◆ **PROBLEM DESCRIPTION**
Using the fashion buying article below, explain in one to three sentences why the writer says buying is less glamorous than it first seems.

◆ **SELECTED PASSAGE**
What you need to know about fashion buying
The fashion industry is definitely facing a turning point, sustainability continues to grow from strength to strength and the latest voice to defend slow fashion is none other than Giorgio Armani.
Earlier this month, the renowned Italian designer wrote an open letter to WWD expressing his discontentment with the overproduction of clothing and the rhythm of the commercial fashion seasons.
"It's bizarre that in winter there are only linen dresses in stores, and in summer jackets made of alpaca wool (...) Who buys a garment and then leaves it in the closet for months, waiting for the right season? This mindset is wrong and must change.” Giorgio Armani
Presented last year with the Outstanding Achievement Award in London, Armani took the lead and announced his summer collections will remain in the shops, at least until the beginning of September.
Giorgio Armani with Julia Roberts and Cate Blanchett at the British Fashion Awards 2019
A good way of understanding how the current fashion system works is by looking at fashion buying. It may sound a glamorous role, attending fashion shows in the most sought-after capitals of the world, selecting what to order, basically getting paid to shop…
This was how I saw it before doing a short course on fashion buying and merchandising at The London College of Fashion a few years ago.
At first glance it does seem like a tempting career path, but the truth is, the buyer has one main aim: to sell as many garments as possible and achieve high profit margins on each product.
It’s a highly numerical role, and one of the major aspects of the buyer’s work is dealing with garment suppliers, often overseas where labour costs are much lower, negotiating prices and delivery dates.

◆ **RECORDS**
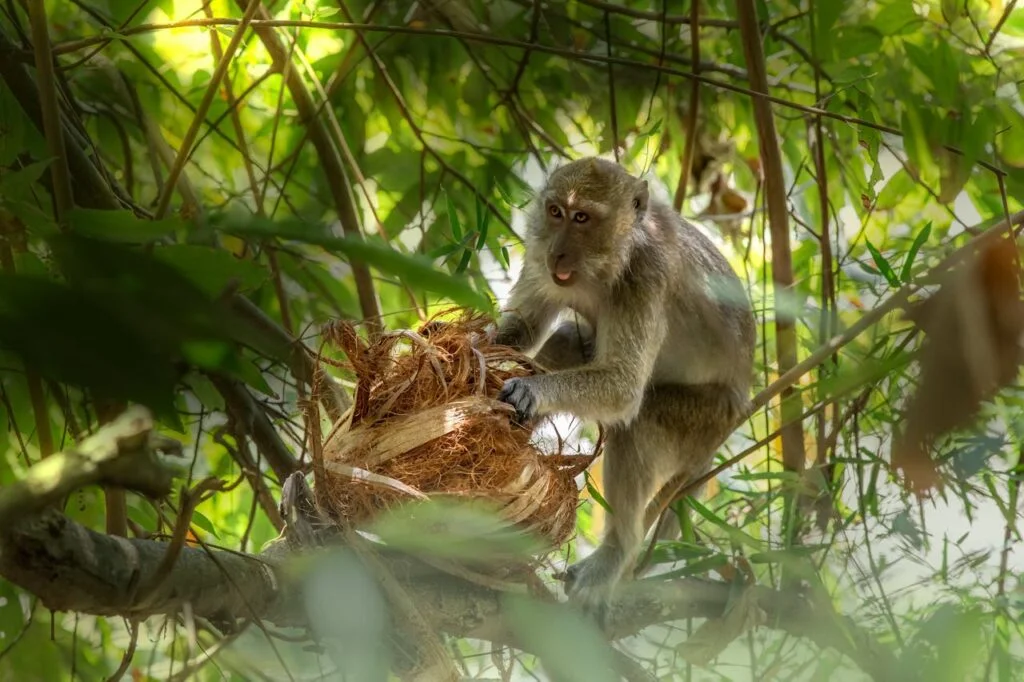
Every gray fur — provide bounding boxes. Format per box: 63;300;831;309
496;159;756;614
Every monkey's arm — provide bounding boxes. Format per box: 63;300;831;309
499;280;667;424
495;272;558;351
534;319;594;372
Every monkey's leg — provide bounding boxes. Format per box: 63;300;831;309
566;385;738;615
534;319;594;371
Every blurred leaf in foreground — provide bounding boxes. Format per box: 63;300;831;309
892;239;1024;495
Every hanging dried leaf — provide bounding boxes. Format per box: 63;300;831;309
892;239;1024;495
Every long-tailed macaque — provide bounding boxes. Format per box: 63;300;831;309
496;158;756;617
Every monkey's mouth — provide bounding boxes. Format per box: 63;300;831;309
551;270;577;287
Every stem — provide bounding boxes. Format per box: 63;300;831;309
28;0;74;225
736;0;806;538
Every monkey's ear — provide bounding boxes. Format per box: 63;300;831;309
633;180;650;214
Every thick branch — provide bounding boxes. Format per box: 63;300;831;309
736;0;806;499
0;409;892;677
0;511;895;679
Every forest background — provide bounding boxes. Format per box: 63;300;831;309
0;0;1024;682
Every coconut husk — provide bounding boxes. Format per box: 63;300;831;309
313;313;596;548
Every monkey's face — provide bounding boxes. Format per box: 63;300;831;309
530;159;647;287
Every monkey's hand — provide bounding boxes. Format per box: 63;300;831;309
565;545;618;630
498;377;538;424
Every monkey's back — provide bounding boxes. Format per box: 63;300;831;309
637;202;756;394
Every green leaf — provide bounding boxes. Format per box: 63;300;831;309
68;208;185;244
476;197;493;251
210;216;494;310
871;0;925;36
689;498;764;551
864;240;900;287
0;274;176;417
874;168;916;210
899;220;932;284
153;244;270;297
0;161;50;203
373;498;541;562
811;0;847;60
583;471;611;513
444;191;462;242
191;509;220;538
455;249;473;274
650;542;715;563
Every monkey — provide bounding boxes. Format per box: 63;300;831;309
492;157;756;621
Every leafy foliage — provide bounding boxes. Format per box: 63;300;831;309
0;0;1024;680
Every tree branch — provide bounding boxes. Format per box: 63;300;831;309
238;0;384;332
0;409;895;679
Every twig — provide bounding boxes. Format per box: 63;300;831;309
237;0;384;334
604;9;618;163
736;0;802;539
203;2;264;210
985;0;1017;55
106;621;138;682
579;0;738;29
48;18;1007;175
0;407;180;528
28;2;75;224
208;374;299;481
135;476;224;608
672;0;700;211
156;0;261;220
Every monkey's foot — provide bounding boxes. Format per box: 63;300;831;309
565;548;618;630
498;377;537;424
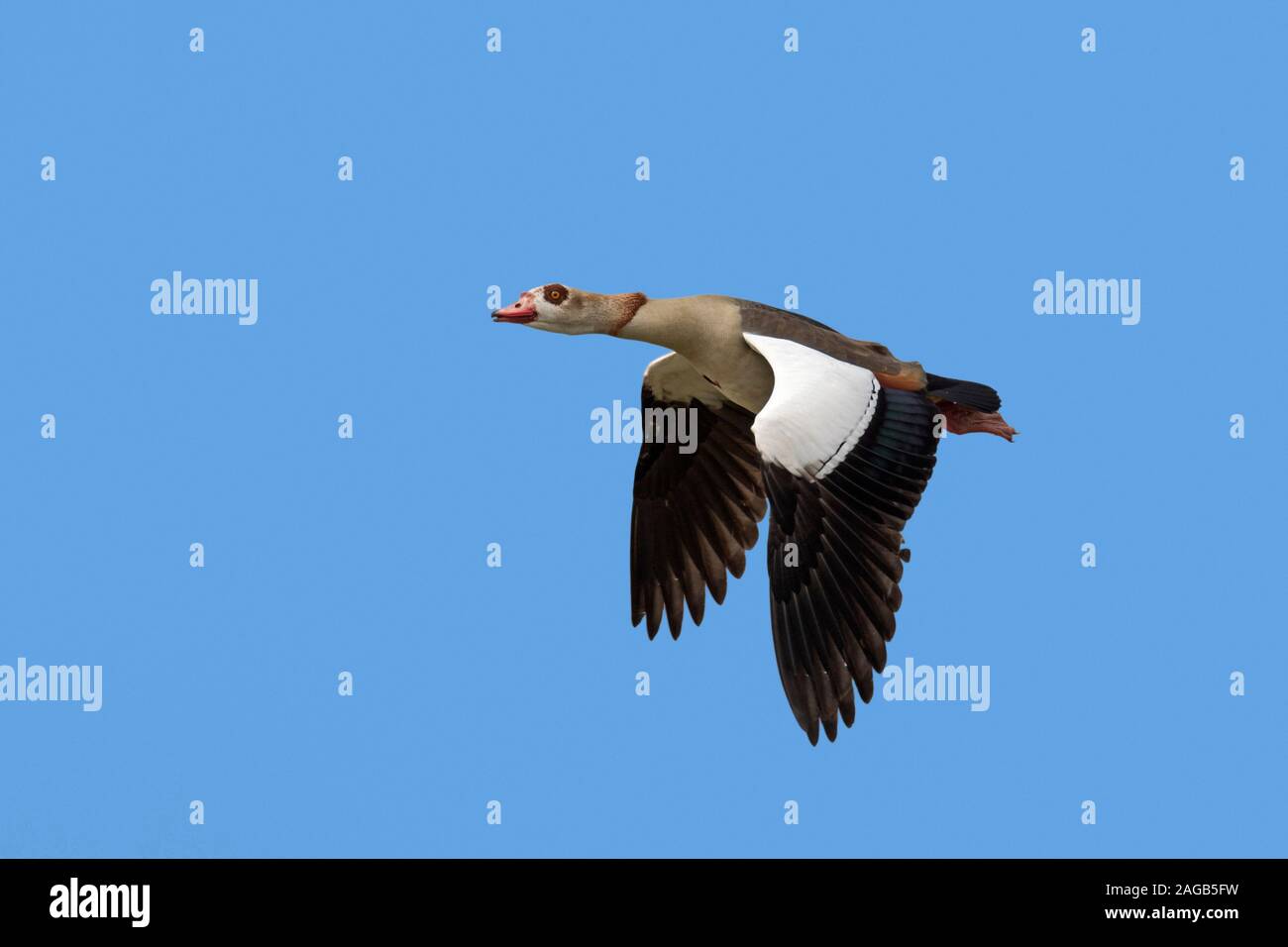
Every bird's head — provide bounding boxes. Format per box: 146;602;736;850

◆ **REPLY TO THE EXERCISE**
The role may look like attending fashion shows in sought-after capitals and getting paid to shop, but a buyer's main aim is to sell as many garments as possible at high profit margins. It is a highly numerical job, and much of it involves negotiating prices and delivery dates with garment suppliers, often overseas where labor costs are much lower.